* **Supplied text**:
But as a tense drama of personal confrontation and manipulation, this play is a masterpiece. Cassius, one of the greatest villains in Shakespeare and an excellent dress rehearsal for Iago, and Mark Antony, a ruthless demagogue in his pre-Cleopatran days, steal every scene in which they appear. They meet face to face but once, right after the murder (III.1.)[2], and it’s a meeting charged with menacing undertones (to which the obtuse Brutus is quite oblivious). The words they exchange are few but meaningful and so, no doubt, are the glances. Cassius and Antony are obviously aware of their intellectual superiority. Perhaps they wish they were not enemies. What could these two achieve together on the same side of conspiracy!

The play is exceptionally well-constructed. None of its 15 scenes is superfluous.[3] The very first scene (I.1.) is admittedly not on par with the arresting opening of Othello or Antony and Cleopatra, yet it quickly establishes the dual nature of Caesar’s popularity: favour with the people, disfavour with the tribunes. The brief but touching scene with the murder of Cinna the Poet (III.3.) by the bloodthirsty crowd is nothing if not a horrible illustration of the Reign of Terror that usually follows assassinations like this. Cinna says he is the poet, not the conspirator of the same name, but then the plebeians simply change their tune. “Tear him for his bad verses”, they now shout. Such is the mob mentality!

The third act is stupendous! The death of Cinna is only a postscript to one of the greatest pieces of drama ever penned by anybody, the ultimate example of crowd manipulation. The way Cassius twists around his little finger Brutus (I.2.) and Casca (I.3.), playing on the vanity of the former and the silly superstitions of the latter, is downright brilliant. But it is nothing compared to Antony’s inflaming the mob against the “honourable men” (III.2.) that murdered Caesar. And Shakespeare takes care to “spoil” it for us. We have just seen and heard Antony’s “Cry havoc” soliloquy over the bloody corpse of his friend (III.1.) and we know perfectly well what he is trying to do. This can only increase our admiration for his consummate performance. Unlike the earnest but stodgy rhetoric of Brutus (in prose), there is not a single sincere word in Antony’s much longer address (in verse) and the morons on the Forum lap it up completely.

* **Extracted data entries**:
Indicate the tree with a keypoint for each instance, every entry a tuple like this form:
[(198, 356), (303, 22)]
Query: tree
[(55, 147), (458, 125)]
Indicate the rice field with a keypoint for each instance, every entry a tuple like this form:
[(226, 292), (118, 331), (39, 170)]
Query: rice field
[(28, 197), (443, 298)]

* **What to work on**:
In the play review, what do the plebeians shout after Cinna says he is the poet and not the conspirator?

* **Solution for this task**:
"Tear him for his bad verses."